__Description of the task__. The records below need retyping in full; give them again exactly.

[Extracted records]
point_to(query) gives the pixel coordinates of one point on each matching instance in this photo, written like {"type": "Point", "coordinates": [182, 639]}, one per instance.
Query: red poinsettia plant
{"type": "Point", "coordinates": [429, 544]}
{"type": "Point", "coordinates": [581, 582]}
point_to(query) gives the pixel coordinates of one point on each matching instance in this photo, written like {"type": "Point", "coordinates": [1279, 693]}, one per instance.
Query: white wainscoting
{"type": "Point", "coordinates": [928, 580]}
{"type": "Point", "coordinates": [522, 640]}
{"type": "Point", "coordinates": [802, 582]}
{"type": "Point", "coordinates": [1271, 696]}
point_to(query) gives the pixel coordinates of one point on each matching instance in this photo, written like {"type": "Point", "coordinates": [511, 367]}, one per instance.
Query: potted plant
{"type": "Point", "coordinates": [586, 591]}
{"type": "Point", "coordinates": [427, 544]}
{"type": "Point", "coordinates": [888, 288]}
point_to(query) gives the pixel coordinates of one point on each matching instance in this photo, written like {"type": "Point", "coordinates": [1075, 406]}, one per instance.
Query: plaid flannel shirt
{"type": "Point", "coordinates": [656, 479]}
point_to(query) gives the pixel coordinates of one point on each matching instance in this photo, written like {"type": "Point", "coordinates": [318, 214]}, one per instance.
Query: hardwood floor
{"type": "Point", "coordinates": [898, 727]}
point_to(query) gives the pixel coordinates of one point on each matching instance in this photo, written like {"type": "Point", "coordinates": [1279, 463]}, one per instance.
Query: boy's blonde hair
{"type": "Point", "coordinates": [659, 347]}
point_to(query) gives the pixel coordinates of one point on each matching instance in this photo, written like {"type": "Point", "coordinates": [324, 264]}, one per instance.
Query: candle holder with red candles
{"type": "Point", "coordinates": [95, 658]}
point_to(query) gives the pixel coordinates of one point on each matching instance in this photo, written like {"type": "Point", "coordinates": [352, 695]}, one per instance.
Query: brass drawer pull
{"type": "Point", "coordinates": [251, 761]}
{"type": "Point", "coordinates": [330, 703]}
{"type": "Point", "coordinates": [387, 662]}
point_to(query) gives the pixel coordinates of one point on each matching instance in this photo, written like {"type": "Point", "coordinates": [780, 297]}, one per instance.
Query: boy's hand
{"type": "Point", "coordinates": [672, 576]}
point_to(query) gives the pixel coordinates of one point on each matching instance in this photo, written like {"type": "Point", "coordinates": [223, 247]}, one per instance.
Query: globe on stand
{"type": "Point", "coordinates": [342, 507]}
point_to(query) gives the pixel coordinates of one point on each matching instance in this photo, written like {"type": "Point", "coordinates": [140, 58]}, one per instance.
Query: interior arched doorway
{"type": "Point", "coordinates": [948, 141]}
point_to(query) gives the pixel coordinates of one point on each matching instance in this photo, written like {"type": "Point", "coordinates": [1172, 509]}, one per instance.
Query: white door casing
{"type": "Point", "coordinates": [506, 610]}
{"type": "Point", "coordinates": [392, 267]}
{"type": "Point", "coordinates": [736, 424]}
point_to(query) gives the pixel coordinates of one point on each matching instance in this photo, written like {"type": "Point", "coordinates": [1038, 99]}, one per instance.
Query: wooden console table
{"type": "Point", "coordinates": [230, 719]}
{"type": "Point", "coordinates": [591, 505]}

__Answer to the exercise__.
point_to(query) gives the pixel coordinates of one point on each matching instance in this photo, written like {"type": "Point", "coordinates": [182, 639]}, one per instance.
Query: red poinsettia plant
{"type": "Point", "coordinates": [429, 544]}
{"type": "Point", "coordinates": [581, 582]}
point_to(query) gives the pixel coordinates of one point on each matching instance in this photo, written like {"type": "Point", "coordinates": [1279, 693]}, one per instance.
Query: white wainscoting
{"type": "Point", "coordinates": [928, 580]}
{"type": "Point", "coordinates": [522, 640]}
{"type": "Point", "coordinates": [802, 582]}
{"type": "Point", "coordinates": [1271, 696]}
point_to(query) gives the pixel coordinates of one point on each matching instance in this photo, written like {"type": "Point", "coordinates": [511, 367]}, one per instance.
Query: potted plant
{"type": "Point", "coordinates": [586, 591]}
{"type": "Point", "coordinates": [427, 544]}
{"type": "Point", "coordinates": [888, 288]}
point_to(query) gives the pixel coordinates of one point on each matching instance in this photo, written like {"type": "Point", "coordinates": [1075, 406]}, one per instance.
Query: plaid flannel shirt
{"type": "Point", "coordinates": [656, 479]}
point_to(query) gives the pixel coordinates of one point on each matching instance in this photo, written like {"type": "Point", "coordinates": [318, 214]}, one per instance.
Query: hardwood floor
{"type": "Point", "coordinates": [898, 727]}
point_to(query) gives the pixel coordinates of one point on each matching instance in this photo, written like {"type": "Point", "coordinates": [1279, 463]}, one per instance.
Query: boy's blonde hair
{"type": "Point", "coordinates": [659, 347]}
point_to(query) gives the pixel coordinates of one point on each matching instance in this photo, written like {"type": "Point", "coordinates": [324, 264]}, one per instance.
Query: candle holder with red candles
{"type": "Point", "coordinates": [95, 658]}
point_to(query) gives the pixel coordinates of one point on each matching instance in this photo, written like {"type": "Point", "coordinates": [352, 695]}, one per instance.
Query: brass drawer pull
{"type": "Point", "coordinates": [251, 761]}
{"type": "Point", "coordinates": [330, 703]}
{"type": "Point", "coordinates": [387, 662]}
point_to(query) gives the pixel coordinates of one point on each matching instance in this photo, written like {"type": "Point", "coordinates": [780, 297]}, one per instance.
Query: boy's hand
{"type": "Point", "coordinates": [672, 576]}
point_to(query) gives the pixel coordinates of one point on each matching instance in this photo, written like {"type": "Point", "coordinates": [223, 247]}, one per instance.
Query: globe on stand
{"type": "Point", "coordinates": [342, 507]}
point_to(query) gives the pixel coordinates of one point on each matching instance in this photo, written like {"type": "Point", "coordinates": [140, 58]}, one per instance.
Query: interior arched doorway
{"type": "Point", "coordinates": [948, 141]}
point_to(query) gives the pixel coordinates of one point on each matching instance in this photo, written like {"type": "Point", "coordinates": [1172, 509]}, one per instance.
Query: white door casing
{"type": "Point", "coordinates": [506, 610]}
{"type": "Point", "coordinates": [392, 267]}
{"type": "Point", "coordinates": [736, 424]}
point_to(query) gives the pixel coordinates of one point on each matching instance in this photo, written like {"type": "Point", "coordinates": [1038, 99]}, one per instance.
Query: wooden console table
{"type": "Point", "coordinates": [230, 719]}
{"type": "Point", "coordinates": [591, 505]}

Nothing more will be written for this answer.